- _Tâche courte_:
Répondez à ces questions sur le texte fourni :
1. Où ont été fabriquées la table et les chaises ?
2. À quel jeu joue-t-on dans la maison d'en face ?
3. Quelle fête est mentionnée dans le dernier paragraphe ?

25.6.06

La première étoile vient de s'allumer. Elle m'a trouvé assis dehors, au milieu du gazon, à la table que nous avons mis là en pensant la donner. On voit ça beaucoup, par ici: des trucs sur le trottoire, une laveuse, une bibliothèque, un lit de bébé, et dessus un papier avec écrit "Free". Demain, peut-être, la table et les chaises, fabriquées jadis à Lac-Mégantic, se retrouveront sur un trottoir de Vancouver.

L'étoile n'est pas toute seule: le lampadaire aussi réchauffe tranquillement sa lumière, devenue orange comme un vieux bonbon Guay qu'on aurait illuminé par derrière. Je ne crois pas que les bonbons Guay existent encore, aujourd'hui. La soirée est superbe. Dans la maison d'en face, une famille chinoise, ou des amis, se sont réunis autour de la table et jouent au Mah-Jong. Je vois leurs têtes s'agiter, leurs bras qui remuent de gauche et de droite, et de temps à autre, quand vient le temps d'une nouvelle manche, le son des plaquettes qu'à eux tous ils remuent sur la surface de la table se rend jusqu'à moi. Un craquement, un roulement, quelque chose d'assez joyeux. Ils n'ont pas couché les enfants, et ça braille un peu. Des fourmis me montent sur les pieds.

La couleur du ciel devient plus dense; d'autres étoiles sont apparues. Je voudrais parler du Québec en ce jour de la Saint-Jean, mais les idées que j'ai en ce moment me mèneraient trop loin. Je ne veux pas y passer la nuit. Enfin... commençons tout de même.

- _Données fournies_:
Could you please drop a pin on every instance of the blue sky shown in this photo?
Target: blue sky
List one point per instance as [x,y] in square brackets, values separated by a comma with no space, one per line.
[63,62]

- _Bonne réponse_:
1. À Lac-Mégantic.
2. Au Mah-Jong.
3. La Saint-Jean.